Entries from a point annotation set:
☆ ☆ ☆

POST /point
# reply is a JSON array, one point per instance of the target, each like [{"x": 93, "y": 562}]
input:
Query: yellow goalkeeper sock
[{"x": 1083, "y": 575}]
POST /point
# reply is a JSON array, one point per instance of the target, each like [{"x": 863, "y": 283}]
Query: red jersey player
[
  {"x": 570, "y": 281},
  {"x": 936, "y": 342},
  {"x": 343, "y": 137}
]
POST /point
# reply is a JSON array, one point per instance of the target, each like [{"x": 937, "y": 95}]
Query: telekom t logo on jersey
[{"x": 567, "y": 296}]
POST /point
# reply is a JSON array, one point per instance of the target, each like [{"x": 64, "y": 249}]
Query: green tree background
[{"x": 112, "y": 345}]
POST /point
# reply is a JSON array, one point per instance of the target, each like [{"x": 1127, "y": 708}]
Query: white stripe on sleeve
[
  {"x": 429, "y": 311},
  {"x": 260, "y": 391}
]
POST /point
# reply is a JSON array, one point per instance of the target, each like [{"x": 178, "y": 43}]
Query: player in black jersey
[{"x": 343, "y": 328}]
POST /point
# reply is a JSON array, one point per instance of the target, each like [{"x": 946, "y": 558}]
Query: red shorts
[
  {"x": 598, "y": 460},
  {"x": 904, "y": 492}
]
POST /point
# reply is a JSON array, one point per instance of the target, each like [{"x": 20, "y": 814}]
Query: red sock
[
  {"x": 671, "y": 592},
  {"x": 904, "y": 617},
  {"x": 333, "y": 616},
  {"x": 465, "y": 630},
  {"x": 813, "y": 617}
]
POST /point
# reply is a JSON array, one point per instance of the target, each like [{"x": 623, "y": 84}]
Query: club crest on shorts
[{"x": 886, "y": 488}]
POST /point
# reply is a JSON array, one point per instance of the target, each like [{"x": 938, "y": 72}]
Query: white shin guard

☆ ☆ ☆

Reproduce every line of the data verbatim.

POST /point
# reply is a JSON array, one point per instance of the target, each like [{"x": 93, "y": 562}]
input:
Query: yellow goalkeeper sock
[{"x": 1083, "y": 575}]
POST /point
# reply is a JSON array, one point per instance of the target, each like [{"x": 863, "y": 283}]
Query: red jersey player
[
  {"x": 570, "y": 281},
  {"x": 936, "y": 342},
  {"x": 343, "y": 137}
]
POST /point
# reply is a JSON array, one point per instance of the target, each like [{"x": 937, "y": 95}]
Query: telekom t logo on jersey
[{"x": 567, "y": 296}]
POST /point
# reply is a JSON array, one point per instance of the target, each like [{"x": 64, "y": 249}]
Query: green tree background
[{"x": 112, "y": 345}]
POST /point
# reply is a JSON array, one point per instance of the target, each like [{"x": 1127, "y": 708}]
Query: white stripe on sleeve
[
  {"x": 429, "y": 311},
  {"x": 260, "y": 391}
]
POST /point
# reply is a JSON array, one point per instance of the target, each like [{"x": 178, "y": 43}]
Query: player in black jersey
[{"x": 343, "y": 328}]
POST /point
# reply is a JSON array, one point per instance of the target, each like [{"x": 946, "y": 558}]
Query: red shorts
[
  {"x": 598, "y": 460},
  {"x": 904, "y": 492}
]
POST /point
# reply is a JSON array, one point per instance of the target, each like [{"x": 20, "y": 814}]
Query: red sock
[
  {"x": 671, "y": 592},
  {"x": 904, "y": 617},
  {"x": 333, "y": 616},
  {"x": 465, "y": 630},
  {"x": 813, "y": 617}
]
POST /point
# reply is a JSON array, one point per instance of the target, each like [{"x": 623, "y": 84}]
Query: club crest on shorts
[{"x": 886, "y": 488}]
POST /point
# reply is a JSON array, one point per instance of the target, each like [{"x": 938, "y": 72}]
Query: white shin guard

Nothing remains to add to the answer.